夕陽丘

時事問題とロースクールの日常など

◆製造業の空洞化

2006年01月29日 20時29分27秒 | 企業法務学習日記
 29日付日経朝刊7面に,FOMAの開発・生産が一部中国に移管されていることが明らかになったとの記事があった。現在は,NECと三菱電機が一部移管を実施しており,パナソニックも移管を検討しているという。

 移管の理由は,開発・生産コストの削減にあるという。今年中にはLG電子等の海外メーカーが日本市場に本格参入するため,コスト削減が喫緊の課題だという。

 その理由自体には合理性があるし,やむを得ないかなとも思うのだが,長期的に見ると,日本の製造業の空洞化に一段と拍車がかかる気がしてならない。

 携帯電話は,意外にも労働集約型の側面があることを何かで見聞きした記憶がある。微細な部品の組み立てが必要な上,頻繁に生じるモデルチェンジに対応するため,専用の機械設備の導入は困難なのだそうだ。

◆ ◆ ◆ ◆ ◆

課題の内容:
製造業の空洞化に関する記事のうち、「時事問題とロースクールの日常など」で始まり「ト削減が喫緊の課題だという。」で終わる部分を、「移管」を「移転」に置き換えて書き出してください。

データの行

◆ ◆ ◆ ◆ ◆

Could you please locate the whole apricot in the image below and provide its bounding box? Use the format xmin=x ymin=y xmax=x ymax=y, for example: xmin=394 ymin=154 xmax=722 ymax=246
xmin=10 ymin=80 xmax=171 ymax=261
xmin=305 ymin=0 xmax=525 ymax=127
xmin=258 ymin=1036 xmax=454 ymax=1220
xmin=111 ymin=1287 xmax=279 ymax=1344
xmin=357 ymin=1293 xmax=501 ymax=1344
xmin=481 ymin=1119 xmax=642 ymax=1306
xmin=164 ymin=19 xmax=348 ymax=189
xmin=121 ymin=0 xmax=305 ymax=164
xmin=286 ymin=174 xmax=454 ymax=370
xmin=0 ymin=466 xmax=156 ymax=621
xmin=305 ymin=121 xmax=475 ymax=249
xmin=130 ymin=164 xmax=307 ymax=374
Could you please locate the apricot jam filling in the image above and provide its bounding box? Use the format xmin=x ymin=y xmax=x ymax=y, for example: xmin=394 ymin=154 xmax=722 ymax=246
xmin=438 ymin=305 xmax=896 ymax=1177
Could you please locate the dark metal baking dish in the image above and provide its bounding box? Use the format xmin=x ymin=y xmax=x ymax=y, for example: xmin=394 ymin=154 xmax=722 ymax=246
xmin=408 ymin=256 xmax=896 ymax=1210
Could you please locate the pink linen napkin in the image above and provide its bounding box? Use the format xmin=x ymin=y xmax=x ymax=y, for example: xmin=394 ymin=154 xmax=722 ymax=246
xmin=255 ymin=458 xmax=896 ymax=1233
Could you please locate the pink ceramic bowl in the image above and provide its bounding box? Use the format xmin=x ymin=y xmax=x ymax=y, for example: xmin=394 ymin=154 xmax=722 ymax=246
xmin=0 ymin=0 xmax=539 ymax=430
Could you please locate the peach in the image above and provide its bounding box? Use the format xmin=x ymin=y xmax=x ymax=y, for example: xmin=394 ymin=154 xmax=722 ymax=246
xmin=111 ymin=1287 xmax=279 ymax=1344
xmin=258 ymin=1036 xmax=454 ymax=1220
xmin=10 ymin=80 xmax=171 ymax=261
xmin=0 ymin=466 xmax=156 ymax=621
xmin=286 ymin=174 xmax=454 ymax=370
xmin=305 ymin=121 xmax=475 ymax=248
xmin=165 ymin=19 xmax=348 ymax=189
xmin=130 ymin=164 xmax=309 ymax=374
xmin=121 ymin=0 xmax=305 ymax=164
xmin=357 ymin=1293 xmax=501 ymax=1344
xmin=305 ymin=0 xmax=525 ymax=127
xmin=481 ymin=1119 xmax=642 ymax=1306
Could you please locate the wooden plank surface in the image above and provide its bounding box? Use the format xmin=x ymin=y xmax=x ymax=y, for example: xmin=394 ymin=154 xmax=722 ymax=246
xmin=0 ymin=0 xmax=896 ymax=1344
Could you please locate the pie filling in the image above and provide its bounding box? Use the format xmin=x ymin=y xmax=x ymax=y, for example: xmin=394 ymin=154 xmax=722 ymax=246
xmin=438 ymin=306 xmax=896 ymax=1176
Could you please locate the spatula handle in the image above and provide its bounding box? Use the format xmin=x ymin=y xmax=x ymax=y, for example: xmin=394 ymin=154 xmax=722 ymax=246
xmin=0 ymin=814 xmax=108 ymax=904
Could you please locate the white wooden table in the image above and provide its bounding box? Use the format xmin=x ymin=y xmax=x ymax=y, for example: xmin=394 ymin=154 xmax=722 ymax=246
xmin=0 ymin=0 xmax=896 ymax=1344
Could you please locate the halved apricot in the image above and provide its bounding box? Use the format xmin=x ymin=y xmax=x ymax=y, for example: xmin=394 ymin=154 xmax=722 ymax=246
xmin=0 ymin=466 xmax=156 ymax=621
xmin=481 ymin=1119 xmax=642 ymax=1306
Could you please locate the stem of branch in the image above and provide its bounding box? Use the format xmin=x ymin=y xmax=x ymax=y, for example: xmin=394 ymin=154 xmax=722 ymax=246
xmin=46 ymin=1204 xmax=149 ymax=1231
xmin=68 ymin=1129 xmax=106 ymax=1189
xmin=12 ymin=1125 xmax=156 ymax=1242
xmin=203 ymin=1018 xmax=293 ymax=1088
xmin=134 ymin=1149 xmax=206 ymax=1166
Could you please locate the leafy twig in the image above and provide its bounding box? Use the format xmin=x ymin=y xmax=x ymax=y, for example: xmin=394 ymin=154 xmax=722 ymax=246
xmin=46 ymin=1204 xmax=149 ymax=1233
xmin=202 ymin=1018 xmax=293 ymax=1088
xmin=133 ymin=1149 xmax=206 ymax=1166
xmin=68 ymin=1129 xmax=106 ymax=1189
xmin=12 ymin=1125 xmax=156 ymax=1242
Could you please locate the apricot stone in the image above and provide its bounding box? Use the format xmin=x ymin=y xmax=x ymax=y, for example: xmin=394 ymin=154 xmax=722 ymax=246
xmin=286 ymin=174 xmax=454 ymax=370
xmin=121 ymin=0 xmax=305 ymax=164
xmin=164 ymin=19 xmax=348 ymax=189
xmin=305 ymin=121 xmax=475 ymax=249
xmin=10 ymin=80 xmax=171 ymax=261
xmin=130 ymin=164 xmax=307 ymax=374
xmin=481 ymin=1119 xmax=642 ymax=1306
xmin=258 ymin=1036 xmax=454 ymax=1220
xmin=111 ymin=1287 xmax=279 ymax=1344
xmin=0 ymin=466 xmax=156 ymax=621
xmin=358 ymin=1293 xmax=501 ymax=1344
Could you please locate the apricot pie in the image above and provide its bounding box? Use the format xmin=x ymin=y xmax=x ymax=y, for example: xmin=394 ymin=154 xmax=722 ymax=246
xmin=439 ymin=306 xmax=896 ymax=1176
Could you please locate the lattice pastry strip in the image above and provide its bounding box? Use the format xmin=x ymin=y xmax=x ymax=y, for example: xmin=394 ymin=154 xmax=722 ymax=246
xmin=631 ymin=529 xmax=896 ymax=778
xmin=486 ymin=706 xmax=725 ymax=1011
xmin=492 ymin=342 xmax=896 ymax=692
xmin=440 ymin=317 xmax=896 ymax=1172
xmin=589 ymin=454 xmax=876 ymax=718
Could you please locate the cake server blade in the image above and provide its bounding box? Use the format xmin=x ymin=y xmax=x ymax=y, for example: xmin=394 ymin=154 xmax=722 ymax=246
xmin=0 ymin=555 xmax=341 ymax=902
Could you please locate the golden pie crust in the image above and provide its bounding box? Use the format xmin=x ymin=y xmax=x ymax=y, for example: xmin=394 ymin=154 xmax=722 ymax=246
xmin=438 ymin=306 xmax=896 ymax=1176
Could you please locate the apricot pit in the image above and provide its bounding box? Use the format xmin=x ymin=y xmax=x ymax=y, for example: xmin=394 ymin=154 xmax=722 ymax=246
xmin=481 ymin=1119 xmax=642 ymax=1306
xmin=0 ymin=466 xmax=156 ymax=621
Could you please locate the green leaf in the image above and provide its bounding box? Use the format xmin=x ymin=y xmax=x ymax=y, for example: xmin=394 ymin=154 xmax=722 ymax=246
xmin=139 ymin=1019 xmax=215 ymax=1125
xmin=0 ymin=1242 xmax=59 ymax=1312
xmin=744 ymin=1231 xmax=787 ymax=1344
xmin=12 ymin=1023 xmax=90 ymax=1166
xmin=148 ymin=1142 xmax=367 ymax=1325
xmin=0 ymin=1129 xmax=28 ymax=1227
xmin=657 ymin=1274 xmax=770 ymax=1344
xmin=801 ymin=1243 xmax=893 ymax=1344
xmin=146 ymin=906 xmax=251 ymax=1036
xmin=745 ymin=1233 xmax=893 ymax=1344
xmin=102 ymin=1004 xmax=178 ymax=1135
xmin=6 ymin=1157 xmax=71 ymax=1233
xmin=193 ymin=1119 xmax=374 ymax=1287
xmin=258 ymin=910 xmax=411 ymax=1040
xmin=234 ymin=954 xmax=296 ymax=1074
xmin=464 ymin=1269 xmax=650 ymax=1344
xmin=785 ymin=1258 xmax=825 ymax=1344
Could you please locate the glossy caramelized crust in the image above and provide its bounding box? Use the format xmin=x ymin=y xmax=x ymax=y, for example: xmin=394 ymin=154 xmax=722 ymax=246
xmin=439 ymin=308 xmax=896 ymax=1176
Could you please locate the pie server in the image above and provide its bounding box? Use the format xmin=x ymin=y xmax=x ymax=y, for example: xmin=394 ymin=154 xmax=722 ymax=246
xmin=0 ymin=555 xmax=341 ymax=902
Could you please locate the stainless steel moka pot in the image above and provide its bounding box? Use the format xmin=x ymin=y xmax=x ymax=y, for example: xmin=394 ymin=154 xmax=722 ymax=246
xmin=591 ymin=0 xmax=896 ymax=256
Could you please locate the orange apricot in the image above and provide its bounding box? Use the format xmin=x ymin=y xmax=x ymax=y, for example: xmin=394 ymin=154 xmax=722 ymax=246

◆ ◆ ◆ ◆ ◆

解答の出力:
時事問題とロースクールの日常など

◆製造業の空洞化

2006年01月29日 20時29分27秒 | 企業法務学習日記
 29日付日経朝刊7面に,FOMAの開発・生産が一部中国に移転されていることが明らかになったとの記事があった。現在は,NECと三菱電機が一部移転を実施しており,パナソニックも移転を検討しているという。

 移転の理由は,開発・生産コストの削減にあるという。今年中にはLG電子等の海外メーカーが日本市場に本格参入するため,コスト削減が喫緊の課題だという。